Selected excerpt:
Guitar Without a Master: Tuning

The main source for How to Play and Tune Parlor Guitar Style is an old, anonymous guitar method book.

Published in 1851, Guitar Without a Master, gives this advice on tuning the strings, “The best way is to tune them openly, by ear, like those of a violin” (13).

  • The music example that goes with this statement shows the guitar strings being tuned in standard tuning.
  • The notes from lowest sounding string to highest sounding string goes: EADGBE.
  • When violin players tune, they play two neighboring strings at the same time, tuning to an interval of a fifth. Beat-less fifths typify well-tuned violin strings.

Tune the guitar’s open strings to standard tuning, following the advice given above.

  • If you find this too hard, you can use the above tab to tune using harmonics.
  • Alternately, you could tune using a strobe tuner.
  • The video under the tab shows you how to tune using harmonics.
  • The video tunes strings 4 – 6 the same way as the tab. However, it tunes strings 1 – 2 differently.

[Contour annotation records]
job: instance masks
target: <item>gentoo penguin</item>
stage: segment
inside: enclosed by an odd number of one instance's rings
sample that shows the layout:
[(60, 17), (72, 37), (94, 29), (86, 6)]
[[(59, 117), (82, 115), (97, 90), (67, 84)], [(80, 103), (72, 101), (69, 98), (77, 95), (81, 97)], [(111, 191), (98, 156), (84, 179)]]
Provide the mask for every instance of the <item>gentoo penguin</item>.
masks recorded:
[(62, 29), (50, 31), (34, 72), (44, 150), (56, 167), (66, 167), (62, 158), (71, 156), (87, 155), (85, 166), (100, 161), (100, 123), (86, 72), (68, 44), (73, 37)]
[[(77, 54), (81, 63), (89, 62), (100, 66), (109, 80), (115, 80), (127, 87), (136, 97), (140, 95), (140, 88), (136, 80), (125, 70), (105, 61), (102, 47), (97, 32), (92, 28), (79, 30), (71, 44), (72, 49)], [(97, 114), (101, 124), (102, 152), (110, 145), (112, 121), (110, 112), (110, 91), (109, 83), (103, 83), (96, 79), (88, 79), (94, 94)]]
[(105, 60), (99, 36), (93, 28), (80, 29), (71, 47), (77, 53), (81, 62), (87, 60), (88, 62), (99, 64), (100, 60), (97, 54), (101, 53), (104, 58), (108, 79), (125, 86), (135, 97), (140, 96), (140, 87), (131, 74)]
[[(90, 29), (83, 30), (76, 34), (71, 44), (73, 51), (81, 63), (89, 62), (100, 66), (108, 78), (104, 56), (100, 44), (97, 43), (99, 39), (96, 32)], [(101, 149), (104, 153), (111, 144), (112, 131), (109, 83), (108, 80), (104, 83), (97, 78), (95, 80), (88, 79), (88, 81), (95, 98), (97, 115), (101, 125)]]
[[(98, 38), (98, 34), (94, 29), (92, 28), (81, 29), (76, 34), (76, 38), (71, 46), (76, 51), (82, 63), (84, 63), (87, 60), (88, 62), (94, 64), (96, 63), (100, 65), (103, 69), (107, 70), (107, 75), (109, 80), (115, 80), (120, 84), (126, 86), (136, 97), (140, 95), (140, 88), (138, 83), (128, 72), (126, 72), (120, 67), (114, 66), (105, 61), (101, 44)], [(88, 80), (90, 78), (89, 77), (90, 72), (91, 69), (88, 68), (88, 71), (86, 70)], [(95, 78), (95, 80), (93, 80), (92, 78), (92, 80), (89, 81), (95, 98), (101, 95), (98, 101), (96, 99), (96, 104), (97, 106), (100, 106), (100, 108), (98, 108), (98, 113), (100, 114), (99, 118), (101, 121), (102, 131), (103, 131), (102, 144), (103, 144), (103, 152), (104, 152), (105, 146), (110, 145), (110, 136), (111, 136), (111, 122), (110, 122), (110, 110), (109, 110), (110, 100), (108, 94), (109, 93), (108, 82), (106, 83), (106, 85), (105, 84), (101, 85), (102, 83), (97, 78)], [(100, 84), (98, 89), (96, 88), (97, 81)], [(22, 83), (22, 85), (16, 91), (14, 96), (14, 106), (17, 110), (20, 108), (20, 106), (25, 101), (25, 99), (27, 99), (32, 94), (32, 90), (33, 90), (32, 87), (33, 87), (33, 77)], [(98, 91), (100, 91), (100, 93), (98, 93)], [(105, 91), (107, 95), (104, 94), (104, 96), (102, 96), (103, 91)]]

Directives:
(1) Answer these questions about the text on guitar tuning, referring to the material above only if needed:
(a) In what year was Guitar Without a Master published?
(b) What notes are the guitar strings tuned to, from lowest sounding to highest sounding?
(c) Which strings does the video tune the same way as the tab?
(2) Copy the text on guitar tuning from "Published in 1851, Guitar" up to and including "string goes: EADGBE.", renaming "standard tuning" as "concert tuning" wherever it occurs.

Answer list:
(1)
(a) 1851
(b) EADGBE
(c) Strings 4 – 6

(2)
Published in 1851, Guitar Without a Master, gives this advice on tuning the strings, “The best way is to tune them openly, by ear, like those of a violin” (13).

  • The music example that goes with this statement shows the guitar strings being tuned in concert tuning.
  • The notes from lowest sounding string to highest sounding string goes: EADGBE.